## [WHAT TO DO]
Reproduce the About Me text word for word, from "My life hasn’t" through "none of that.", inclusive.

About Me

Hello — I’m Scott. I’m a proud gay U.S. Navy veteran. I was born in Michigan, served three years in the Navy, lived in Kentucky for a time, and now call Minnesota home.

The Past:

My life hasn’t been simple. When I was 15 I found my adoption papers. I didn’t ask my mother about them then — I didn’t feel ready. Years later, after I had moved to Minnesota and returned to Michigan to help my mother through a difficult time, I finally asked. She told me she put me up for adoption because she had “to think about it”.  She said it easily, almost offhand, and that cut deeper than I can say.

When I asked about my father, I learned he had wanted to be involved — but my mother chose otherwise.  She said, that he wanted to date her, and help raise me, but she wanted none of that.

Over time I also learned pieces of family history that made it clear I’d been kept for reasons that had very little to do with wanting me as a person.

## [DATA BELOW]
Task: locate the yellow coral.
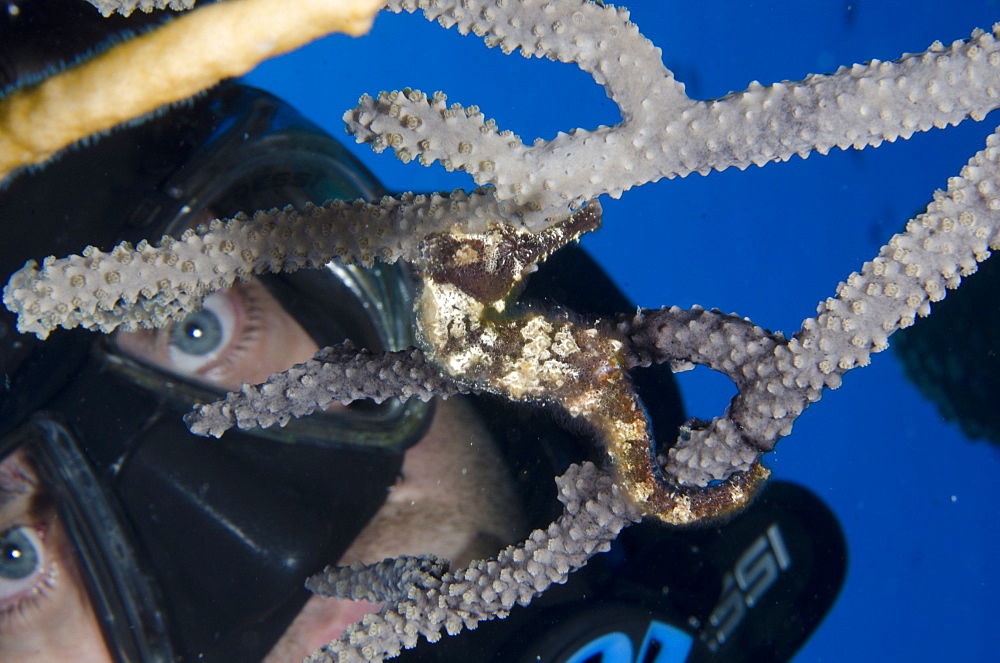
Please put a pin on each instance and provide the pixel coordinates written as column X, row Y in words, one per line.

## [SOLUTION TO THIS TASK]
My life hasn’t been simple. When I was 15 I found my adoption papers. I didn’t ask my mother about them then — I didn’t feel ready. Years later, after I had moved to Minnesota and returned to Michigan to help my mother through a difficult time, I finally asked. She told me she put me up for adoption because she had “to think about it”.  She said it easily, almost offhand, and that cut deeper than I can say.

When I asked about my father, I learned he had wanted to be involved — but my mother chose otherwise.  She said, that he wanted to date her, and help raise me, but she wanted none of that.